++++ Given records ++++
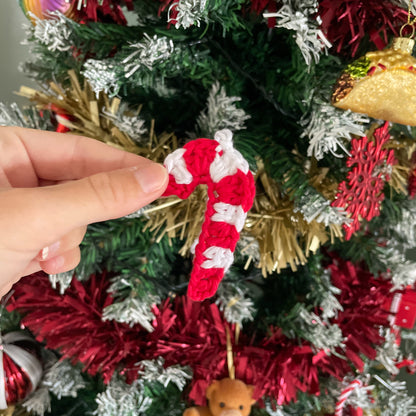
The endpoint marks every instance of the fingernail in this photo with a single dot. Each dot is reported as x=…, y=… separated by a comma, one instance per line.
x=151, y=177
x=49, y=251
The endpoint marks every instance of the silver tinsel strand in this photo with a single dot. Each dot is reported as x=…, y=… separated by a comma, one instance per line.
x=323, y=335
x=329, y=304
x=402, y=239
x=314, y=206
x=153, y=370
x=393, y=399
x=235, y=304
x=133, y=309
x=63, y=379
x=64, y=279
x=147, y=52
x=190, y=12
x=297, y=16
x=327, y=128
x=360, y=396
x=221, y=113
x=39, y=402
x=60, y=378
x=128, y=123
x=102, y=76
x=389, y=353
x=122, y=399
x=12, y=115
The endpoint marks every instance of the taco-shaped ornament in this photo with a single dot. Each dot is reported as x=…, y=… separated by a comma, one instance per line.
x=381, y=84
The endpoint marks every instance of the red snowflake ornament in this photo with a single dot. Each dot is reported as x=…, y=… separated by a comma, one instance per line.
x=362, y=195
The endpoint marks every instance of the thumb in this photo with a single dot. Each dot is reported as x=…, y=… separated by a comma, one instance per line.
x=47, y=213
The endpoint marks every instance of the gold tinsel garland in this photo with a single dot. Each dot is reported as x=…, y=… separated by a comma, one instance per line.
x=283, y=236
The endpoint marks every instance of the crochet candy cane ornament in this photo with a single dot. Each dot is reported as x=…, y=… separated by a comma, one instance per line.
x=231, y=193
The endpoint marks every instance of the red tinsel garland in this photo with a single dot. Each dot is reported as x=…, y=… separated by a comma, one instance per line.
x=346, y=22
x=106, y=11
x=194, y=334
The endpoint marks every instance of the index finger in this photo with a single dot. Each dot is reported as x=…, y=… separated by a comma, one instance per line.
x=58, y=156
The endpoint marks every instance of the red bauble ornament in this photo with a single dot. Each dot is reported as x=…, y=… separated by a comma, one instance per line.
x=20, y=368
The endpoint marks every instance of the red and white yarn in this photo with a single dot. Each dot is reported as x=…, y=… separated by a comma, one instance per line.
x=231, y=191
x=346, y=393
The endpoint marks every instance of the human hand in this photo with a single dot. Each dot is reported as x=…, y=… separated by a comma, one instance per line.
x=52, y=186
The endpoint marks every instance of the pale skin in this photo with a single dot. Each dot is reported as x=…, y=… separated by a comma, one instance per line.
x=52, y=186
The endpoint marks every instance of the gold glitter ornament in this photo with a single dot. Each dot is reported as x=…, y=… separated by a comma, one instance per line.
x=381, y=84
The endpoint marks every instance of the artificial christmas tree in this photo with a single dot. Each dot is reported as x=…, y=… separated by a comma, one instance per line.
x=316, y=306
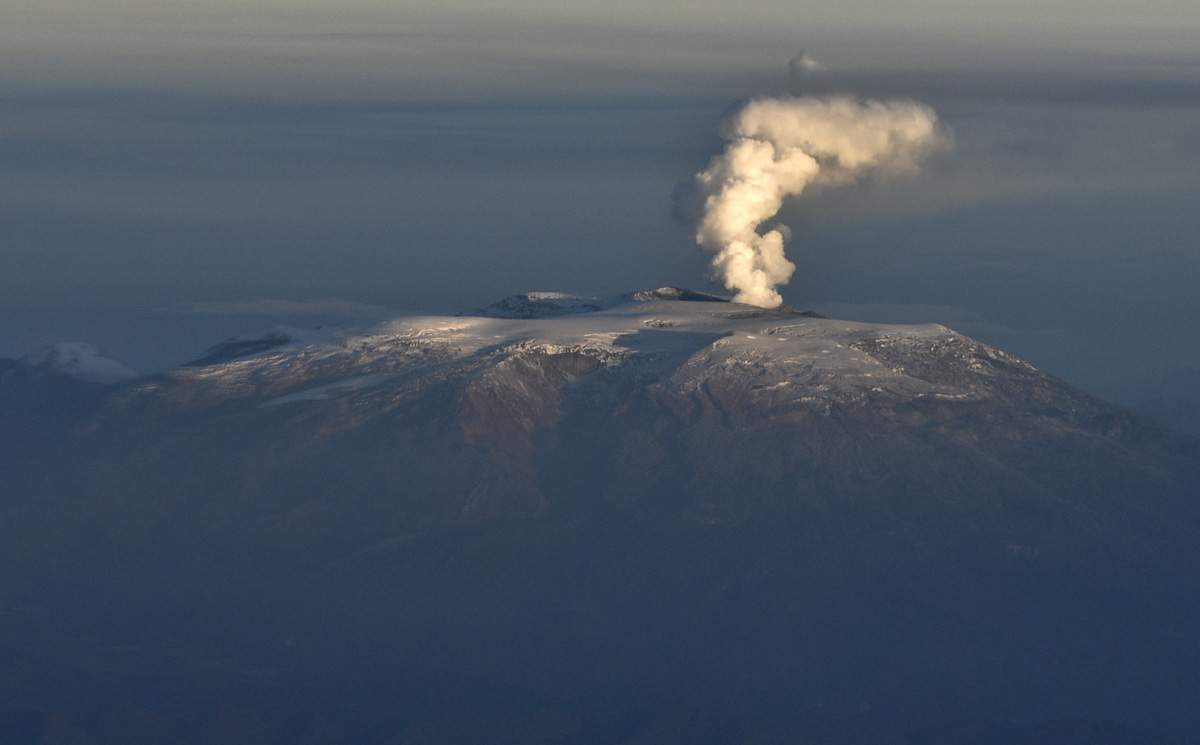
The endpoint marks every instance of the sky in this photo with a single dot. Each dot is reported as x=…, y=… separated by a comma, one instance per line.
++++
__Exercise description__
Copy out all of the material above word for word, first line to last, and omit the pictures.

__Task answer__
The endpoint marks every instance of the fingernail in this photo with a single dot. Each dot is reported as x=…, y=… separated by a comma, one instance per line.
x=151, y=177
x=49, y=251
The endpoint marks every instance of the silver tinsel strand in this photo with a single dot. Each dot is reported as x=…, y=… separated by a comma, one instance per line.
x=323, y=335
x=329, y=304
x=402, y=239
x=314, y=206
x=153, y=370
x=393, y=399
x=235, y=304
x=133, y=309
x=63, y=379
x=64, y=279
x=147, y=52
x=190, y=12
x=297, y=16
x=327, y=128
x=360, y=396
x=221, y=113
x=39, y=402
x=60, y=378
x=128, y=123
x=102, y=76
x=389, y=353
x=122, y=399
x=12, y=115
The endpoint marks every instance of the taco-shaped ornament in this photo with a single dot. Each dot is reported as x=…, y=… separated by a comma, one instance per line.
x=381, y=84
The endpoint marks every instance of the red snowflake ornament in this photo with a single dot. Each dot is reported as x=…, y=… separated by a comma, one instance per line.
x=362, y=195
The endpoint marks every instance of the thumb in this photo with a single dot. Each dot is reported as x=…, y=… separated by a comma, one instance per line.
x=47, y=213
The endpoint marks every instance of the gold tinsel garland in this photo with a single dot. Each dot is reported as x=…, y=… separated by a comma, one instance per line.
x=283, y=236
The endpoint marks every instance of the crochet candy cane ornament in this photo with a single dot. Each dot is reported as x=…, y=… separated by a comma, one instance per line.
x=231, y=193
The endpoint marks every instance of the red tinsel garland in this photo with a single dot. Each dot is reported as x=…, y=… separated by a comma, one instance per line.
x=346, y=22
x=106, y=11
x=194, y=334
The endpoint marks every instance of the index finger in this photo with a single dot. Each dot is reported as x=…, y=… separated by a comma, one instance per line.
x=58, y=156
The endpoint marks every instance of the red bauble ornament in this photo with a single dot. Each dot is reported as x=…, y=… separated by a comma, one instance per line.
x=20, y=368
The endpoint marks every instance of the red and white yarn in this photo with a single dot. Each dot is reported as x=…, y=… separated by a comma, one instance per line.
x=231, y=191
x=346, y=393
The endpoint marks every instance of the human hand in this photo with a single dot. Each dot is reported as x=…, y=… separated by a comma, one instance per line.
x=52, y=186
The endpoint marks every instance of the pale skin in this photo with a single dot. Each dot is reported as x=…, y=… separated by a comma, one instance per line.
x=52, y=186
The endpoint marks every instance of the gold glitter ornament in this photo with a single dot. Each dot is reported as x=…, y=… separated by a comma, one instance per line.
x=381, y=84
The endpoint marks every instance of the artificial christmas tree in this photo with a single dot. Each dot is reported as x=…, y=… separated by a comma, one instance per line.
x=316, y=306
The endpoint marks every instance of the sky in this photo with a single dot. Each dot is reported as x=…, y=… separated by a comma, one instance per line.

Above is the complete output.